Provided data:
▼
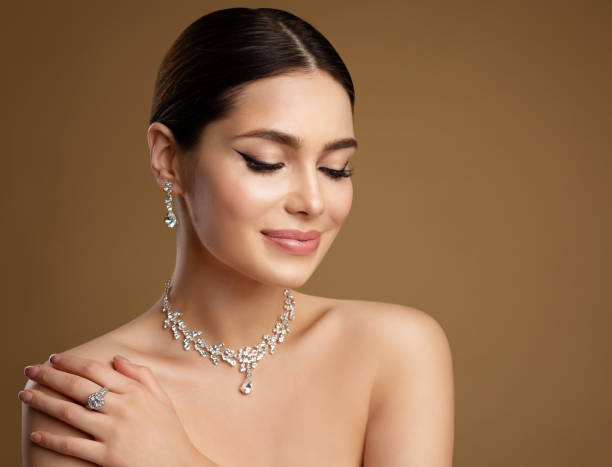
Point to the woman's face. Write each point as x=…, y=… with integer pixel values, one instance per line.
x=297, y=116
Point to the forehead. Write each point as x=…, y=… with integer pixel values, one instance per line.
x=311, y=105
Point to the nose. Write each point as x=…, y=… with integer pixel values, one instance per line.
x=306, y=196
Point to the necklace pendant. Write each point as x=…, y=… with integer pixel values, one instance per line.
x=246, y=387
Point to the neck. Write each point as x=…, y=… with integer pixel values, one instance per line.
x=226, y=306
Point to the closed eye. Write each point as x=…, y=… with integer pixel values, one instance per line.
x=258, y=166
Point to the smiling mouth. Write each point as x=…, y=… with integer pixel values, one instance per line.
x=294, y=241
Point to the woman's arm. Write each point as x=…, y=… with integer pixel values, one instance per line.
x=140, y=427
x=412, y=413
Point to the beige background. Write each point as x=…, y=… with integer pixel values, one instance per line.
x=482, y=196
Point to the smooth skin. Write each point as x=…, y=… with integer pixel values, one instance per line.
x=356, y=382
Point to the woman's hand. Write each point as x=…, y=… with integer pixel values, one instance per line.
x=136, y=426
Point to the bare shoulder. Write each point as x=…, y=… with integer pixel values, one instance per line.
x=390, y=328
x=411, y=415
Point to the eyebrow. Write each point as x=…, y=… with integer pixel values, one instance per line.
x=294, y=141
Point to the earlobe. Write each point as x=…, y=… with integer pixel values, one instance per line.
x=162, y=149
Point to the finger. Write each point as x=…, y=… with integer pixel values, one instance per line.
x=73, y=386
x=142, y=374
x=86, y=449
x=73, y=414
x=93, y=371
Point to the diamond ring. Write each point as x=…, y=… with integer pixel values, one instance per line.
x=95, y=401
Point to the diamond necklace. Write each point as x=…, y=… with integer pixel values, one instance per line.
x=247, y=356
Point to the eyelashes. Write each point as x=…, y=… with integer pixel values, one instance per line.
x=267, y=168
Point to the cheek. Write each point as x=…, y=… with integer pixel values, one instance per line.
x=339, y=202
x=240, y=198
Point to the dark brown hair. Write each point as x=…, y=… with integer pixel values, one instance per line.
x=209, y=62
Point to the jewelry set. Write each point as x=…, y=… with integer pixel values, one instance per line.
x=247, y=356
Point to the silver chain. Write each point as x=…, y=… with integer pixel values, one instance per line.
x=247, y=356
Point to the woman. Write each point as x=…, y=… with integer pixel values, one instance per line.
x=251, y=135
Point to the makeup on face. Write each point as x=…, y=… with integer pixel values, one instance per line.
x=294, y=241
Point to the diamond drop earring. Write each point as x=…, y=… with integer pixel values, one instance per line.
x=170, y=220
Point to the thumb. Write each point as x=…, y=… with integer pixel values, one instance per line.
x=142, y=374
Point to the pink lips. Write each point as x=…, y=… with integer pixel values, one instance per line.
x=294, y=241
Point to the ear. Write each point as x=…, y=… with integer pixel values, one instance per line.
x=163, y=151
▲
Task prompt:
Copy out exactly the line holding "Point to the cheek." and each line after it through the end of the entries, and leave out everything else.

Problem solution:
Point to the cheek. Write each point as x=…, y=… with integer pixel values, one instance per line.
x=339, y=202
x=240, y=198
Point to the dark brown hair. Write each point as x=…, y=… with integer pixel values, one instance per line.
x=209, y=62
Point to the jewelry set. Write each point as x=…, y=… with integer pixel values, one instance per line.
x=247, y=356
Point to the silver chain. Write each point as x=…, y=… with integer pixel values, one instance per line.
x=247, y=356
Point to the woman. Write each point as x=…, y=… with integer pixel values, one instance per line.
x=251, y=135
Point to the makeup on face. Write each point as x=…, y=… with integer pixel values, one instance per line.
x=294, y=241
Point to the diamond drop earring. Write each point as x=…, y=… with integer pixel values, one instance per line.
x=170, y=220
Point to the thumb. Write each point as x=…, y=… with integer pixel values, one instance per line.
x=142, y=374
Point to the pink lips. Write each point as x=…, y=… with integer pixel values, one instance per line.
x=294, y=241
Point to the ear. Write each point as x=…, y=… with integer pixel values, one instance per line.
x=163, y=151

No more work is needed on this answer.